Point-per-instance localization data.
>>>

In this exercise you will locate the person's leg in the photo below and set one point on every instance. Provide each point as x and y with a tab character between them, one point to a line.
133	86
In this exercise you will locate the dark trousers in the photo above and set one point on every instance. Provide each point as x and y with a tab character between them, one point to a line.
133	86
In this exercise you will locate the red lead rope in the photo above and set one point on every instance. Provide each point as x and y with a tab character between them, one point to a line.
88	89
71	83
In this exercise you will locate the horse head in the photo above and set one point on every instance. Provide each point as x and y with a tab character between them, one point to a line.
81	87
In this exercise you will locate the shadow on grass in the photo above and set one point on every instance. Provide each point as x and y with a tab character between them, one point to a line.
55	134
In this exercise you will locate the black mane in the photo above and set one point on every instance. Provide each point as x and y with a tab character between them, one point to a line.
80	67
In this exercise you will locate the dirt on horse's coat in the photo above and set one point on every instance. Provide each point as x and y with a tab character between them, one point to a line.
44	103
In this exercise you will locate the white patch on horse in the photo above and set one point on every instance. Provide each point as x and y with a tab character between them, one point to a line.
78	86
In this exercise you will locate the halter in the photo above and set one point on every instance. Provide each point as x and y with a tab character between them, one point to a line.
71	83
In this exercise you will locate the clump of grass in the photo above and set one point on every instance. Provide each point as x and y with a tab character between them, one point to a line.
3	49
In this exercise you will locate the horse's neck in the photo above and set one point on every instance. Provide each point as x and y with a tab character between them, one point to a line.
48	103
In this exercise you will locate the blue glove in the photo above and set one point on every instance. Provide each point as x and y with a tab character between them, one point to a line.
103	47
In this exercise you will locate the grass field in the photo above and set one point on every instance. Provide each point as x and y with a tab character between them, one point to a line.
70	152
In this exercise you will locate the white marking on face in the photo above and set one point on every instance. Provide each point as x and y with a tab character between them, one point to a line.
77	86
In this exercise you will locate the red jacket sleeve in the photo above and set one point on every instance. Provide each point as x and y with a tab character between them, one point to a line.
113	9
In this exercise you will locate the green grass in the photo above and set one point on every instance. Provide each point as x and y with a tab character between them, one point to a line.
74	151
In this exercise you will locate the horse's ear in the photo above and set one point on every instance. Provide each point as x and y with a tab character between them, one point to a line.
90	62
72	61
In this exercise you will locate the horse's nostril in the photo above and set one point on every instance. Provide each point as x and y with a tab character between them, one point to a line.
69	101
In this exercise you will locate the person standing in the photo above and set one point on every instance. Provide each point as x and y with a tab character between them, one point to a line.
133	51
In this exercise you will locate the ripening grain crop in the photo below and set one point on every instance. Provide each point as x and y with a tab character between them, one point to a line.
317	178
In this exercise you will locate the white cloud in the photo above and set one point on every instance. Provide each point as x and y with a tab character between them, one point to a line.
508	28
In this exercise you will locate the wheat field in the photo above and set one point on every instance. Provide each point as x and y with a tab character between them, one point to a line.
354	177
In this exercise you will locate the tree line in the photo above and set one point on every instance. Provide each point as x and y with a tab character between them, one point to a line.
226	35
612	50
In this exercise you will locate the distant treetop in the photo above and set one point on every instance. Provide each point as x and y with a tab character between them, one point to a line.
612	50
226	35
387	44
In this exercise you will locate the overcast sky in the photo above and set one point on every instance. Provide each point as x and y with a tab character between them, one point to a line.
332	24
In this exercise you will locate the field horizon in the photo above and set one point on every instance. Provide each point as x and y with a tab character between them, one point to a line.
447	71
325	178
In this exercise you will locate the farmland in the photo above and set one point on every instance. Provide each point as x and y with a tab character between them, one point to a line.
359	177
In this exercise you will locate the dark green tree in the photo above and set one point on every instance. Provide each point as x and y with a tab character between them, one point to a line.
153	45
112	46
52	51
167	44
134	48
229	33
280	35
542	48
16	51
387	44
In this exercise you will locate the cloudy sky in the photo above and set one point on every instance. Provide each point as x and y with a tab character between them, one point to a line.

<<<

Activity.
Give the data again, unchanged in every line.

Solution to this problem.
In this exercise you will locate the person's leg in the photo below and set one point on every instance. Provide each point as x and y with a tab character between them, one point to a line.
133	86
In this exercise you will locate the dark trousers in the photo above and set one point on every instance. Provide each point as x and y with a tab character between them, one point to a line.
133	86
In this exercise you will locate the red lead rope in the photo above and set one point on every instance. Provide each point as x and y with a tab character between them, one point to a line.
88	89
71	83
In this exercise you will locate the horse head in the photo above and set one point on every instance. Provide each point as x and y with a tab character between them, one point to a line.
81	87
In this exercise you will locate the shadow on grass in the photo above and set one point on every instance. Provide each point as x and y with a tab character between them, one point to a line.
55	134
In this exercise you will locate the black mane in the photo above and set one point on every instance. Provide each point as x and y with a tab character between them, one point to a line.
80	67
In this exercise you will locate the dirt on horse's coat in the photo above and set one point on every instance. Provide each point as x and y with a tab character between them, one point to a line.
44	103
In this exercise you will locate the white patch on horse in the photo above and set one point on every instance. Provide each point as x and y with a tab character between them, one point to a line.
78	86
In this exercise you will locate the halter in the photo above and set one point on every instance. Provide each point as x and y with a tab character between them, one point to a line.
71	83
In this exercise you will locate the clump of grass in the photo above and set one point on every instance. Provide each point as x and y with a tab character between them, one point to a line.
3	49
In this exercise you will locate the horse's neck in the photo above and set one point on every instance. Provide each point as x and y with a tab character between them, one point to a line.
48	103
In this exercise you will locate the blue glove in the photo above and set one point on every instance. Provide each point as x and y with a tab character between them, one point to a line.
103	47
In this exercise you will locate the grass field in the photo above and set one point on every instance. Provide each point as x and y with a tab character between them, one point to a line.
70	152
In this exercise you will locate the white marking on face in the photo above and set one point on every instance. Provide each point as x and y with a tab character between them, one point to a line.
77	86
In this exercise you will locate the red jacket sleeve in the photo above and set one point on every instance. Provide each point as x and y with a tab character between them, one point to a line.
113	9
In this exercise you will locate the green grass in the photo above and set one point on every instance. Provide each point as x and y with a tab character between them, one point to a line.
74	151
In this exercise you will locate the horse's ear in the photo above and set one point on every instance. Provide each point as x and y with a tab character between them, one point to a line.
90	62
72	61
In this exercise you will locate the horse's nostril in the photo above and set one point on every instance. Provide each point as x and y with a tab character between them, one point to a line.
69	101
In this exercise you will locate the person standing in the photo above and set one point on every instance. Provide each point as x and y with a tab character between them, one point to a line.
133	51
In this exercise you will locate the ripening grain crop in the photo below and set one point on every instance. Provide each point as x and y with a tab character between them, one point to a line.
317	178
In this exercise you will locate the white cloud in the photo above and set one point on every instance. Provide each point as x and y with a tab character between them, one point to a line.
508	28
In this exercise you will locate the wheat field in the photo above and set one point on every instance. Provide each point as x and y with a tab character between them, one point to a line.
354	177
In this exercise you will locate the tree line in the photo above and set one point on every instance. Provide each point as x and y with a tab character between them, one point to a line.
226	35
612	50
In this exercise you will locate the distant treetop in the photo above and set one point on every instance. Provide each point as x and y with a tab character between them, one point to a line.
612	50
226	35
387	44
In this exercise you will locate the overcast sky in the photo above and set one point on every instance. Provide each point as x and y with a tab character between them, one point to a line.
332	24
In this exercise you will locate the field horizon in the photo above and set one point on every instance. Provide each point as x and y with a tab character between them, one point to a line.
447	71
325	178
In this exercise you will locate the farmland in the photo above and set one point on every instance. Provide each point as x and y with a tab character between them, one point to a line.
359	177
In this exercise you will locate the dark green tree in the photo above and set one point on every instance. Provide each point as x and y with a tab character between them, one point to a line.
153	45
112	46
52	51
167	44
134	48
229	33
280	35
542	48
16	51
387	44
In this exercise you will locate the cloudy sky in the photo above and set one point on every instance. Provide each point as x and y with a tab character between them, one point to a line.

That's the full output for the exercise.